··· Input material

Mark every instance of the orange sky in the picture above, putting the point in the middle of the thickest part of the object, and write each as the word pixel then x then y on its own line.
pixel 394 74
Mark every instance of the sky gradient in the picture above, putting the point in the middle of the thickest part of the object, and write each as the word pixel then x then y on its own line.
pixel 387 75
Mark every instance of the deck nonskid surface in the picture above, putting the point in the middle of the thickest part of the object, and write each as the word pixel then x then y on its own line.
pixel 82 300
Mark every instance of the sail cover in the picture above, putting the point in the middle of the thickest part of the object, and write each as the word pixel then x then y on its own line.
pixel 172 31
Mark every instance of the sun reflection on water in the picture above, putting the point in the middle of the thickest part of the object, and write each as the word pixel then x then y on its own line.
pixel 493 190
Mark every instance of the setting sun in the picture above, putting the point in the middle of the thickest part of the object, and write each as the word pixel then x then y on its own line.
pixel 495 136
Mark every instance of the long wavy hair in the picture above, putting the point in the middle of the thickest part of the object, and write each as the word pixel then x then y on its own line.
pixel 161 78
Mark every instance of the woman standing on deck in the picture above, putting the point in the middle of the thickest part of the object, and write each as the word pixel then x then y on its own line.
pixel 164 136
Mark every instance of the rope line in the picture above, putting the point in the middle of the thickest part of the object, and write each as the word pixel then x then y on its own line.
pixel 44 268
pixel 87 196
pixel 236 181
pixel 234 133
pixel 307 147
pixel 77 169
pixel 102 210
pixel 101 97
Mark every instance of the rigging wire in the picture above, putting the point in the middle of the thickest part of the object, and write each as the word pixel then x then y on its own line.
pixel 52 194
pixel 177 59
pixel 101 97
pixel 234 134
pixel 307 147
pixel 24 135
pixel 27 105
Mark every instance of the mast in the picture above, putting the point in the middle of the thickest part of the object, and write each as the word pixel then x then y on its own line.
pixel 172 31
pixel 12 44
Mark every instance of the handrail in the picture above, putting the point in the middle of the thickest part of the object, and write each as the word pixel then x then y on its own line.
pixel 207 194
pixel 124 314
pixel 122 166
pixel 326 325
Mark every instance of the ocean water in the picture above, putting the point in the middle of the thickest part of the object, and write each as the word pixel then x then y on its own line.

······

What is asked: Render the material above as a JSON list of strings, with each line as its own string and any blank lines left out.

Output for this exercise:
[
  "Mark every instance of the orange sky in the picture above, putting the point in the middle of the thickest part of the object, and write each as the word pixel then x then y on its own line.",
  "pixel 394 74",
  "Mark every instance of the sky gradient in the picture above, putting the point in the middle of the thickest part of the object, and write each as the word pixel then x then y on its own line.",
  "pixel 387 75",
  "Mark every instance of the deck nonskid surface in the picture above, putting the point in the middle of the thickest part of the object, and write each as the word pixel then x then y on its own line.",
  "pixel 82 300",
  "Mark every instance of the sail cover in the picture above, putting the point in the middle of the thickest part of the object, and write each as the word pixel then x then y on its own line.",
  "pixel 172 31",
  "Mark every instance of the sun reflection on water in the picture above, putting the point in the middle of the thickest part of the object, and write each as the word pixel then x then y on its own line.",
  "pixel 493 190",
  "Mark every instance of the setting sun in the picture above, putting the point in the middle of the thickest part of the object, and write each as the word pixel then x then y on its own line.",
  "pixel 495 136",
  "Mark every instance of the long wavy hair in the picture above, putting the point in the middle of the thickest part of the object, and write each as the word pixel then x then y on its own line.",
  "pixel 161 78",
  "Mark every instance of the woman standing on deck in the picture above, putting the point in the middle of the thickest part of the object, and write each as the word pixel then x then y on its own line.",
  "pixel 164 136",
  "Mark every instance of the rope line in the picture above, putting the point in the middle of the thickest part of the object, and write each as the word pixel then x then y on its own line.",
  "pixel 44 268",
  "pixel 87 196",
  "pixel 236 181",
  "pixel 234 133",
  "pixel 307 147",
  "pixel 77 169",
  "pixel 102 210",
  "pixel 101 97",
  "Mark every instance of the rigging wire in the picture above, putting the point in the middle of the thickest part of the object, and write each as the word pixel then x then y on its own line.",
  "pixel 52 194",
  "pixel 177 59",
  "pixel 101 97",
  "pixel 234 134",
  "pixel 307 147",
  "pixel 24 135",
  "pixel 27 105",
  "Mark every instance of the mast in the picture above, putting the point in the middle of the thickest part of the object, and write each as the word pixel then x then y on its own line.",
  "pixel 172 31",
  "pixel 12 44",
  "Mark every instance of the handrail in the picture above, putting the point in the middle of the thickest part of the object, and write each as the word pixel then x then y on its own line.",
  "pixel 207 194",
  "pixel 124 314",
  "pixel 122 166",
  "pixel 326 325",
  "Mark every instance of the ocean water in the picture above, putting the point in the middle of the thickest part of the object, and write each as the word pixel then x then y on its own line."
]